START Data provided

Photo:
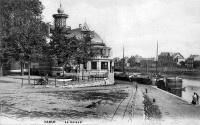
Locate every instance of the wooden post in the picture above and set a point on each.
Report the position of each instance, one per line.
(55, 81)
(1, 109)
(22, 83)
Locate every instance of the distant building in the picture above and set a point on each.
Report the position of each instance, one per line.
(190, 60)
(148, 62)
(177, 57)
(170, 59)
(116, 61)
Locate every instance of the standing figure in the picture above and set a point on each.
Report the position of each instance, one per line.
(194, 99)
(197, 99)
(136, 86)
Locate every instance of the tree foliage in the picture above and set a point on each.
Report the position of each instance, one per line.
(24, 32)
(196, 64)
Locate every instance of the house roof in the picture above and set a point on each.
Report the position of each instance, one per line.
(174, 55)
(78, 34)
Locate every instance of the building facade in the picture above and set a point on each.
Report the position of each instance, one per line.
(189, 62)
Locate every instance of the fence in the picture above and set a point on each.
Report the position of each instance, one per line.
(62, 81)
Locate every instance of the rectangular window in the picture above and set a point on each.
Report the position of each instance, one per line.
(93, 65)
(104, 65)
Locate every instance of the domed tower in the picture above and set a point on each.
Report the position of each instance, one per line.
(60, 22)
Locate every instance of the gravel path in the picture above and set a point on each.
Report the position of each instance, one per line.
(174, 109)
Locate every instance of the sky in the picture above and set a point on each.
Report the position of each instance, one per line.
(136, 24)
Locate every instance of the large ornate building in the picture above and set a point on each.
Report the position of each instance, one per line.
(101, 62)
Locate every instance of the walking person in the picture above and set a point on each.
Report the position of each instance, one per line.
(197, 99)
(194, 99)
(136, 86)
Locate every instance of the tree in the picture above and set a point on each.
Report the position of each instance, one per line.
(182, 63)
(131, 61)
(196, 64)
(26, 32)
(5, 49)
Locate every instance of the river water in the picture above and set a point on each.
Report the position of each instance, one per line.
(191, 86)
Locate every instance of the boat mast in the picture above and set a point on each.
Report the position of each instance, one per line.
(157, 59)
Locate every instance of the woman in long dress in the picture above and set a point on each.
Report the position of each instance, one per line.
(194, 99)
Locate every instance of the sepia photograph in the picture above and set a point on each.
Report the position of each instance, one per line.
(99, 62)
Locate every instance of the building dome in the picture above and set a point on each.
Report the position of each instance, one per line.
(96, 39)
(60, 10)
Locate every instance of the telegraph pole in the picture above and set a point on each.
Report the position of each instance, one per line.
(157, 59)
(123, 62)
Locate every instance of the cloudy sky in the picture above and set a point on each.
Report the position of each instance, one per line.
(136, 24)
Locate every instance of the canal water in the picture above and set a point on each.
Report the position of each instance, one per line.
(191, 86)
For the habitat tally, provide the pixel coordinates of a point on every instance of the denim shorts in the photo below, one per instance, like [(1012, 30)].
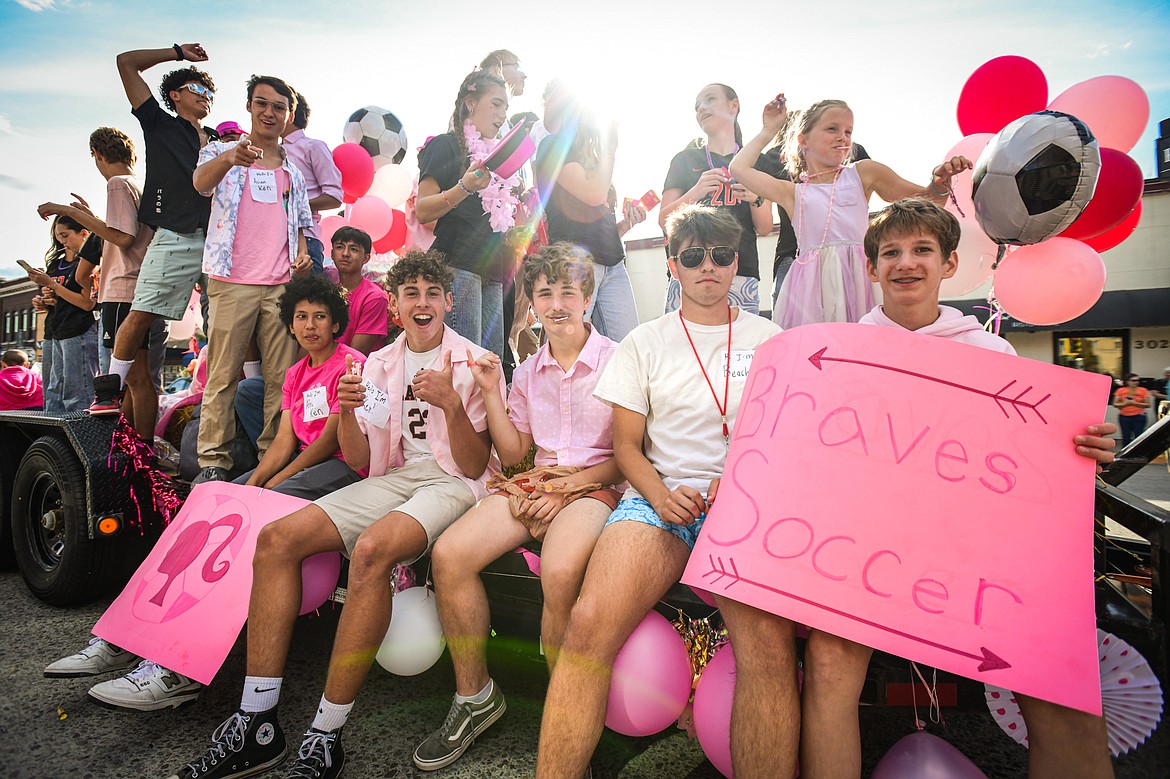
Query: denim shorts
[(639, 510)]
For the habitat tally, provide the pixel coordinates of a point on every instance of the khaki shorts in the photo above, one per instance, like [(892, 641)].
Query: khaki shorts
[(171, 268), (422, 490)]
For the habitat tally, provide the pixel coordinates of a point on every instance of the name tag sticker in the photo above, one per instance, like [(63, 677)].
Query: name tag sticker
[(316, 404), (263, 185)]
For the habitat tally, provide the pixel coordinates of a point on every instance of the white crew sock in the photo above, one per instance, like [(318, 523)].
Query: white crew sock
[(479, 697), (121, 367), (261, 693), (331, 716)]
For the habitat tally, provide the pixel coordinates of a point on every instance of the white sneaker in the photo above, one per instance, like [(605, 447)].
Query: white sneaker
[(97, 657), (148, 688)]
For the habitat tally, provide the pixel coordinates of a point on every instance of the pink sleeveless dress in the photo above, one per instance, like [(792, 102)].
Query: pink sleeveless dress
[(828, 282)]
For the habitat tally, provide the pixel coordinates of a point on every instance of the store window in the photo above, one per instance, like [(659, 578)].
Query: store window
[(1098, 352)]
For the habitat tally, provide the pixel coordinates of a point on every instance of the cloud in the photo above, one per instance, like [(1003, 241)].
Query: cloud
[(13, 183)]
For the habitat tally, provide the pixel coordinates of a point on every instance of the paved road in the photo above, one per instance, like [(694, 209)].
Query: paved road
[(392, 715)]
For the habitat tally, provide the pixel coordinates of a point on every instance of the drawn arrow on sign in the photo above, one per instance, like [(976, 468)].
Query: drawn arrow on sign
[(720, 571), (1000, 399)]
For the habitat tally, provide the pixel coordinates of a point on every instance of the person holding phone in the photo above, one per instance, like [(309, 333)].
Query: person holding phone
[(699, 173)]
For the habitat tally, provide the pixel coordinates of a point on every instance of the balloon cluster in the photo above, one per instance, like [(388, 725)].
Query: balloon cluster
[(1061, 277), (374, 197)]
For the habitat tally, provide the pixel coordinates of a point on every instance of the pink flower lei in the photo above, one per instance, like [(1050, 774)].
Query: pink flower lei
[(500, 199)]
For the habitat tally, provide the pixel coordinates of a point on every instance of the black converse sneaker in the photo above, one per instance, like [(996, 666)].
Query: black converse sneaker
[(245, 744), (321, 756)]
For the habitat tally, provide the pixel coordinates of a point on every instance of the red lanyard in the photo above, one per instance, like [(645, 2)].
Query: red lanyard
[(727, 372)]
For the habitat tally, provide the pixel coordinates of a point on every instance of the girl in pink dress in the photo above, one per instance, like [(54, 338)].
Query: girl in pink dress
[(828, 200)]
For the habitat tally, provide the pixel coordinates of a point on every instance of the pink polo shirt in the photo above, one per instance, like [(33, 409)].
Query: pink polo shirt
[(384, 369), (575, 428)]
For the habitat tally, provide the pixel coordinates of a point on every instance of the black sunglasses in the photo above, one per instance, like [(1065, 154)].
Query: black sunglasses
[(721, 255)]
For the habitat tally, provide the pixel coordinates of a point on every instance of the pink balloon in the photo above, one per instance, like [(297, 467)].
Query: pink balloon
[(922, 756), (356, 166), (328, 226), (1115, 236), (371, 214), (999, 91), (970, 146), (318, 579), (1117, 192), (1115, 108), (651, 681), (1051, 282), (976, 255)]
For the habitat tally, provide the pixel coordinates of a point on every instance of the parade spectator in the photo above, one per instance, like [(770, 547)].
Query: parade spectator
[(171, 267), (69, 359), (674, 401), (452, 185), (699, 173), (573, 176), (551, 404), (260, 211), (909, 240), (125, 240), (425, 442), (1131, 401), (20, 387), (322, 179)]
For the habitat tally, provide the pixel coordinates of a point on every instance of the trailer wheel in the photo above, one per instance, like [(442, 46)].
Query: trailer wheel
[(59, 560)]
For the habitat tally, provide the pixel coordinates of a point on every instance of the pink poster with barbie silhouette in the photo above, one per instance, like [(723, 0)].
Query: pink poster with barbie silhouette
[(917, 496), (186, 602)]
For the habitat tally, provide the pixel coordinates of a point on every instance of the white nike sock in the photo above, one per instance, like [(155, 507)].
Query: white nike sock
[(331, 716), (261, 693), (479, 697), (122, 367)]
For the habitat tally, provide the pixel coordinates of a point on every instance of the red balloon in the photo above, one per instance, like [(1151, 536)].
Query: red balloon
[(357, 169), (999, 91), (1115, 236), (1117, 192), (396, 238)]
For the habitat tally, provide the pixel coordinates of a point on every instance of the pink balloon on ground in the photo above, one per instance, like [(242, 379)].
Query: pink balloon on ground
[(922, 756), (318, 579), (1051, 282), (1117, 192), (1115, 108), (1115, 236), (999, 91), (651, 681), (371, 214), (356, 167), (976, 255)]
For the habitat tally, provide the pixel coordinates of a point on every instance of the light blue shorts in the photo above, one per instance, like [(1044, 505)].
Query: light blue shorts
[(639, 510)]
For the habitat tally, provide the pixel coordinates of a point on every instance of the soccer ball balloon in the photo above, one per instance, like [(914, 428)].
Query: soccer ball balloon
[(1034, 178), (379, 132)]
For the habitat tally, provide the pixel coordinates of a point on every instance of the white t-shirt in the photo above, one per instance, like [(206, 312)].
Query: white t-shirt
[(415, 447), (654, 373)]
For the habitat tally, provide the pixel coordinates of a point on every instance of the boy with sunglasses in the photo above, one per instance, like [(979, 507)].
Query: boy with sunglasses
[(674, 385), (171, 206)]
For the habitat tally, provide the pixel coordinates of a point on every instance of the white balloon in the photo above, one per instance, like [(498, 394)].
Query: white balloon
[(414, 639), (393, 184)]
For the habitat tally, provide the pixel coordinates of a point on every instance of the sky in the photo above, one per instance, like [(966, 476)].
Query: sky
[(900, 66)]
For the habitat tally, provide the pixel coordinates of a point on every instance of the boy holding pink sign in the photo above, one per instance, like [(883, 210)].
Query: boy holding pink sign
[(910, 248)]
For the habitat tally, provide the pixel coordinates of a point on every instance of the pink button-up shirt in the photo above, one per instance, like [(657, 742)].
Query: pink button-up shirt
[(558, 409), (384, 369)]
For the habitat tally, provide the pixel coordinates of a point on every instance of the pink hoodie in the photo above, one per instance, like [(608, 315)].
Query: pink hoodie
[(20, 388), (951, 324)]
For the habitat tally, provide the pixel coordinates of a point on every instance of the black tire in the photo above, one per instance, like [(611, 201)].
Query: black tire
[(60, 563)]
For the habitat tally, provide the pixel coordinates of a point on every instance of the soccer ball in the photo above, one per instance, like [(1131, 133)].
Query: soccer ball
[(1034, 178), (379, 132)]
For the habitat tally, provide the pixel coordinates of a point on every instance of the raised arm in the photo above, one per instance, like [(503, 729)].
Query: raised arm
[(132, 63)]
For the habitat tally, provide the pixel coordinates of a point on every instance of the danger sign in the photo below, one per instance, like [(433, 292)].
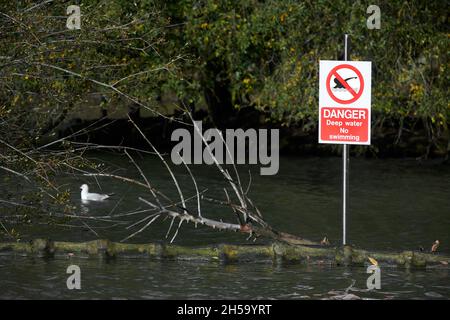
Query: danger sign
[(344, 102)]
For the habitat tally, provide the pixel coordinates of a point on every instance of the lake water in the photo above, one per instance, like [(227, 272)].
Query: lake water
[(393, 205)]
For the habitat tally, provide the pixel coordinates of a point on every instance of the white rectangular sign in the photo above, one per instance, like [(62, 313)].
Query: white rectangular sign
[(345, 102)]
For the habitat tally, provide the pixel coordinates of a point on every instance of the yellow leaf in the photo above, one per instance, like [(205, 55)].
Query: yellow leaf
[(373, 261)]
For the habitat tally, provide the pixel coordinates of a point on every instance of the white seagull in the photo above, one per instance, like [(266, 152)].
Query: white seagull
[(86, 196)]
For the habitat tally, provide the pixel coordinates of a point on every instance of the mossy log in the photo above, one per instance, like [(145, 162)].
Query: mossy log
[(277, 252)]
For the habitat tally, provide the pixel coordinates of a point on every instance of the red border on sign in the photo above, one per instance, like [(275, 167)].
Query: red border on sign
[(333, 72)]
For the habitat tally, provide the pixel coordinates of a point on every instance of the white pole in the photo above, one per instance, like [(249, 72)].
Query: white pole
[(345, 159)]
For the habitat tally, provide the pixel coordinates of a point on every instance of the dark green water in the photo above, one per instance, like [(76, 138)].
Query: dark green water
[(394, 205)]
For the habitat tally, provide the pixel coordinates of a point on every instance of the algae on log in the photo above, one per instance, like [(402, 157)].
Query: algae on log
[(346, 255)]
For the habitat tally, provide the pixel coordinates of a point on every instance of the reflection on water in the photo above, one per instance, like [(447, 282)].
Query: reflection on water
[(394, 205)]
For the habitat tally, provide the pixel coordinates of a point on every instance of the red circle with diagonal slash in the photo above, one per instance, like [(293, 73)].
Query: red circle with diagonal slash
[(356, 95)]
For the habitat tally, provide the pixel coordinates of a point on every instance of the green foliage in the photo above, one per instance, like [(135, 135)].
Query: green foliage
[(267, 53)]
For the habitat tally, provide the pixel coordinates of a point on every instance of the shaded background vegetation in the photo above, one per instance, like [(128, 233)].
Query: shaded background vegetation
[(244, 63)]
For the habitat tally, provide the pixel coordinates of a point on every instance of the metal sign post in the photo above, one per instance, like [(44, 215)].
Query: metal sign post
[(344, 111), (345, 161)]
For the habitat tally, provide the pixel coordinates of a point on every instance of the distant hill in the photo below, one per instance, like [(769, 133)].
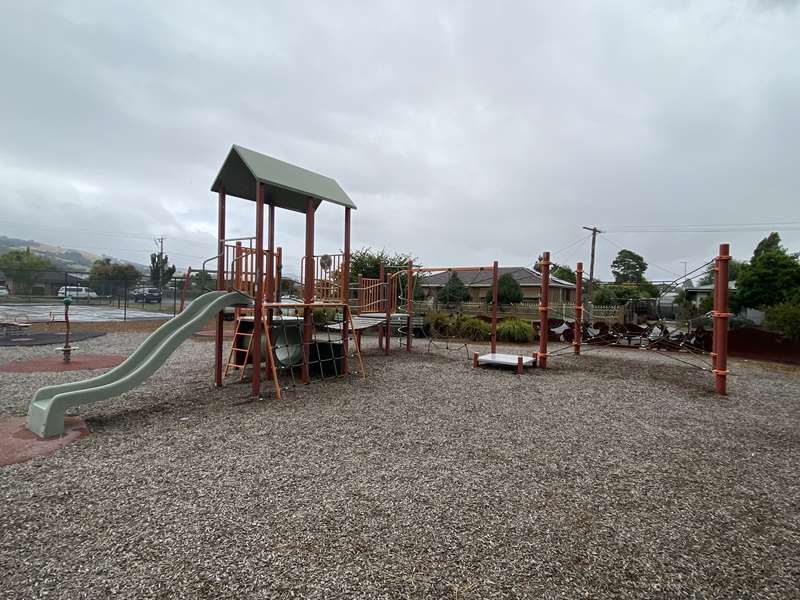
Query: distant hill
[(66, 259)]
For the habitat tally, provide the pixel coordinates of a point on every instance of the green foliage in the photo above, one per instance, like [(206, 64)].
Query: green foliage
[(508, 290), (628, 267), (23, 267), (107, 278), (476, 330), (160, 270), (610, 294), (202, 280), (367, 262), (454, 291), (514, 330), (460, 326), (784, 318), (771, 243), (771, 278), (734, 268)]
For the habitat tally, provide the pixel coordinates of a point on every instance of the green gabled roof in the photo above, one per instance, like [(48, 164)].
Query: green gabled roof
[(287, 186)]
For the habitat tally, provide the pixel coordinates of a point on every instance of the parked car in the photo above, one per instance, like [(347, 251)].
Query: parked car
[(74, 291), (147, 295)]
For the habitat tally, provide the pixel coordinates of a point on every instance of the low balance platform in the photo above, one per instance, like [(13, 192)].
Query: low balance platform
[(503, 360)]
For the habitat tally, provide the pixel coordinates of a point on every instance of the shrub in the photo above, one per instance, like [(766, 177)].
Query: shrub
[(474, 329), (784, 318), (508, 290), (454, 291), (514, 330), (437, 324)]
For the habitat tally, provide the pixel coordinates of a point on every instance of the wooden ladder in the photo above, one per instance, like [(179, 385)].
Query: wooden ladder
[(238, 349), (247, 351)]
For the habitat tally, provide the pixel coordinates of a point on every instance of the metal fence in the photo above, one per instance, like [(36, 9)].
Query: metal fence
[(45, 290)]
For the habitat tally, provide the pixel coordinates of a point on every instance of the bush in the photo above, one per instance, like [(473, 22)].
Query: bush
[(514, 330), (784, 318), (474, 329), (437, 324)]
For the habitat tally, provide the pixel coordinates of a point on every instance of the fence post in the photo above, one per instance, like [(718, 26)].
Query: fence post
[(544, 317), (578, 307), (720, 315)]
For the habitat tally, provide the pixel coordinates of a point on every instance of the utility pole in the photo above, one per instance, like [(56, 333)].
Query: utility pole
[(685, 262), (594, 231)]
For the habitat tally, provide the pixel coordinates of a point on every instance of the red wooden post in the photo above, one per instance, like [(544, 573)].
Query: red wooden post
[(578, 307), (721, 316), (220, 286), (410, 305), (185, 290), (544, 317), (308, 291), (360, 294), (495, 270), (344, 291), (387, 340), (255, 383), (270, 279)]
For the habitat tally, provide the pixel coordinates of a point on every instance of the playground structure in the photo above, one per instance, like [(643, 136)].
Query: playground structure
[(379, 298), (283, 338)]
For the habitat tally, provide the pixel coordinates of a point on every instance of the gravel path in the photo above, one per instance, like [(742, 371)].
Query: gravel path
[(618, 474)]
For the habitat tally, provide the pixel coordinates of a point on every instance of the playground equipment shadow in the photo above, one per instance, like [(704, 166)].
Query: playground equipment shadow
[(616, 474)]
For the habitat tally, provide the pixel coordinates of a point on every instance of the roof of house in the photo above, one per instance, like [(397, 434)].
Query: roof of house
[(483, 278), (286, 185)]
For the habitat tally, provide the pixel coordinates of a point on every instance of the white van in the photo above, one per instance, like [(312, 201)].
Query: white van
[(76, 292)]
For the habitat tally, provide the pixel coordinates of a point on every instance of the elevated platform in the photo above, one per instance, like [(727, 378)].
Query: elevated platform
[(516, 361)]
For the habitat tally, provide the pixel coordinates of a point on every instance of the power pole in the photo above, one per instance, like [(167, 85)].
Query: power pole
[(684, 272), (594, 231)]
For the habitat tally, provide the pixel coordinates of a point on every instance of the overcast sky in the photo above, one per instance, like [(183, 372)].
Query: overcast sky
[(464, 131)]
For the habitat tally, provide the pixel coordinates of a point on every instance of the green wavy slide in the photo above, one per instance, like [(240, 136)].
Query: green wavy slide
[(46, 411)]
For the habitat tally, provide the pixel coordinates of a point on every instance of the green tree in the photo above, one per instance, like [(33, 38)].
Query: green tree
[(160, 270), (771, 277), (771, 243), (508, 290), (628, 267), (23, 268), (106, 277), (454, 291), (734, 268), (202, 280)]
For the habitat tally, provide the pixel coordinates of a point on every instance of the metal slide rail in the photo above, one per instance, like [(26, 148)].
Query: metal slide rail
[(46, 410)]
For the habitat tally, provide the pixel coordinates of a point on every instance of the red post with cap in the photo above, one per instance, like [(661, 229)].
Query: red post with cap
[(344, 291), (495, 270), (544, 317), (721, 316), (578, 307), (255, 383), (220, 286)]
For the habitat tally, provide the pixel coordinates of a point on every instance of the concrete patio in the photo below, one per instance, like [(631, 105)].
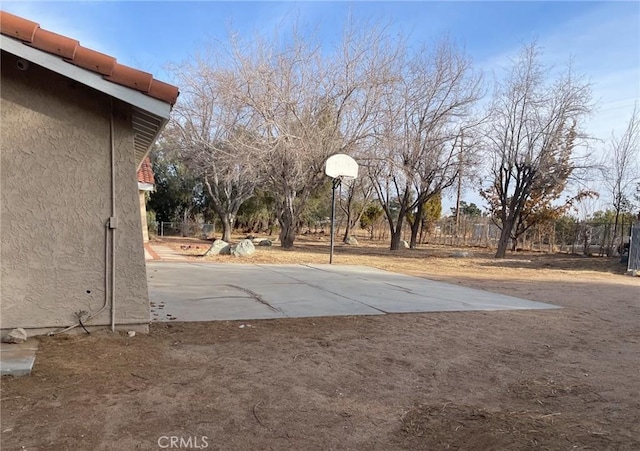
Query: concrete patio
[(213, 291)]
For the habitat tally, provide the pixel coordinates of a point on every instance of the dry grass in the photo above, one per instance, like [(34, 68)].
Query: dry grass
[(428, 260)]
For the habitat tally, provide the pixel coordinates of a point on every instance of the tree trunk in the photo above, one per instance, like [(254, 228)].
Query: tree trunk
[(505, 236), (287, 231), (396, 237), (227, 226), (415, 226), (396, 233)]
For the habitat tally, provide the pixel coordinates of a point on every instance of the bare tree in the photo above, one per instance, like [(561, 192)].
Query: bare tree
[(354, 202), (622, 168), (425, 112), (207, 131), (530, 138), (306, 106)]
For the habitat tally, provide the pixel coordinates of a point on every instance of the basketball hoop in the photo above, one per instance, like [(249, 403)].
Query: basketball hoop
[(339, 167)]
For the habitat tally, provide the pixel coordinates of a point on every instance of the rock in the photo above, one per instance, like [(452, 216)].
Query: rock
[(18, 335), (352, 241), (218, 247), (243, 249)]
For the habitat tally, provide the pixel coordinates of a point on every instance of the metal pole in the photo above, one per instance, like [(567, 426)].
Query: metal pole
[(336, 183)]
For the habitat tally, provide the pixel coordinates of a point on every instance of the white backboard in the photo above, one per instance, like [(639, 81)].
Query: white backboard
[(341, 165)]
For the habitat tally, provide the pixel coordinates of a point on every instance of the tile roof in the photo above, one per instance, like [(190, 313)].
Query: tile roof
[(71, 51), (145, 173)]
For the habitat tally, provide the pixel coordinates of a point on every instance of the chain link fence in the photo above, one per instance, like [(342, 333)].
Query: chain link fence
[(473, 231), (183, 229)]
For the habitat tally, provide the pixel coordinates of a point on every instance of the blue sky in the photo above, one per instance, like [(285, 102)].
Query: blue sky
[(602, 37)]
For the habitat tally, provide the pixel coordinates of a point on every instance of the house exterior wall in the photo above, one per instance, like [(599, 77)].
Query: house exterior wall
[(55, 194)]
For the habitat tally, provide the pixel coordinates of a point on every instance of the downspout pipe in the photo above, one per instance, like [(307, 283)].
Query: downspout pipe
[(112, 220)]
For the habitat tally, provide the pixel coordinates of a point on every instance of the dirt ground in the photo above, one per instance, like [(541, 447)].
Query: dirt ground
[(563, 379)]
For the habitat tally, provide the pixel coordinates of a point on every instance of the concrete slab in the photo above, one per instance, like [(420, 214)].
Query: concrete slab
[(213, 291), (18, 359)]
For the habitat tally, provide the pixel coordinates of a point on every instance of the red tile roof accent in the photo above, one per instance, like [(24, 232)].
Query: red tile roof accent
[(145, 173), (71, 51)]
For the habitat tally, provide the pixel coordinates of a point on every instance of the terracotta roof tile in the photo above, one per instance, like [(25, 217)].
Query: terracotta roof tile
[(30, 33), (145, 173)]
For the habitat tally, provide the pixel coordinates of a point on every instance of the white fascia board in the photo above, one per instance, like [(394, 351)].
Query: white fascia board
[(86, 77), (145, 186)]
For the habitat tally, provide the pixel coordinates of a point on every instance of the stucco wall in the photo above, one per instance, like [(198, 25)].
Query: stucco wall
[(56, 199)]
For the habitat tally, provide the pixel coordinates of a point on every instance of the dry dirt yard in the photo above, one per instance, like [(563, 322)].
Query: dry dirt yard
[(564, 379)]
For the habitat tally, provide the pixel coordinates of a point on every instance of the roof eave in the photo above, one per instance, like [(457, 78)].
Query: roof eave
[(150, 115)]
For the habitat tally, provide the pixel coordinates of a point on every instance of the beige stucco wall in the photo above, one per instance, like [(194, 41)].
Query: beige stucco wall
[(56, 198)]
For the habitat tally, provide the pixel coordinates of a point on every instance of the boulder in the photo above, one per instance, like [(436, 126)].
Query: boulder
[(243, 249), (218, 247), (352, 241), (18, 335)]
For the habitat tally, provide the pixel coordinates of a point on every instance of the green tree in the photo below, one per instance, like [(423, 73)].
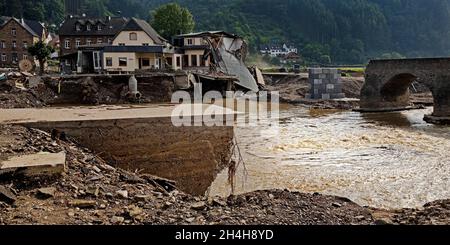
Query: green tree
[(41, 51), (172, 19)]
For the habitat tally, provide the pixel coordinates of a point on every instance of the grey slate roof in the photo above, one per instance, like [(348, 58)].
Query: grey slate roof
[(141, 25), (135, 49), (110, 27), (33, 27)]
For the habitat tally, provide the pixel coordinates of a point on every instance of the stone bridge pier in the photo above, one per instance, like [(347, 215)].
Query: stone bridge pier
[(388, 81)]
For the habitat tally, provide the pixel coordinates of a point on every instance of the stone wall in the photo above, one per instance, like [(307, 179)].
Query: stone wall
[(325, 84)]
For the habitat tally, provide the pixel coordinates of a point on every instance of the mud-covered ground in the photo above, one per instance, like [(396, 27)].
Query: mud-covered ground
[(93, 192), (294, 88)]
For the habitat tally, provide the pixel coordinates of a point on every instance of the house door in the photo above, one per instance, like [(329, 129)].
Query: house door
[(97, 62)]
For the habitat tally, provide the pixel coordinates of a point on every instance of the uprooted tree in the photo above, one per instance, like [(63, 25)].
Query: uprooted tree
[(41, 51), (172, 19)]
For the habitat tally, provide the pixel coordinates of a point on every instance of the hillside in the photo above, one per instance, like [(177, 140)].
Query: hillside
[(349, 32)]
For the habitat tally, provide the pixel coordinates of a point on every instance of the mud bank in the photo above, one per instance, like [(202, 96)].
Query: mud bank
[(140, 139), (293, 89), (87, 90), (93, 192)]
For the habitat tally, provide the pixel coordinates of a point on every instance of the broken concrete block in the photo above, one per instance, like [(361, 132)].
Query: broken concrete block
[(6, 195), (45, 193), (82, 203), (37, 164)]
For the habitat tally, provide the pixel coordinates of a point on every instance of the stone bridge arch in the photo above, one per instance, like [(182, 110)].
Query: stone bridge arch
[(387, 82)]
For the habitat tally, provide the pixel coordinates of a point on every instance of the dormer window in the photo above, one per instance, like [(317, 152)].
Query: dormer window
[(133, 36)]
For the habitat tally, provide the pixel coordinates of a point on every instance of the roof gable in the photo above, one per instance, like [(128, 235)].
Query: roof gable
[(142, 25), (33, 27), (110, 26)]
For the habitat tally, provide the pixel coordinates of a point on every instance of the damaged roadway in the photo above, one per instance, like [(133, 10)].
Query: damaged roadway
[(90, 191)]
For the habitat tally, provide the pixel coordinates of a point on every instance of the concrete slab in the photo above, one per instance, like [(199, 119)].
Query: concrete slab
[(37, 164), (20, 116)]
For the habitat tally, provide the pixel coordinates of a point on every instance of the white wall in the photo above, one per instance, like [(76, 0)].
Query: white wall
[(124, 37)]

END Data provided

(What this task involves): Select the lines from the entries that include the word "building".

(Exercise response):
Locate every instance of the distant building in the picture above and set a point on each.
Locate every instance of the building facade in the picture above and set a point on each.
Locate every instance of the large ornate building in the picture above and set a point on each.
Locate every instance of the building dome in the picture above and set a point on each.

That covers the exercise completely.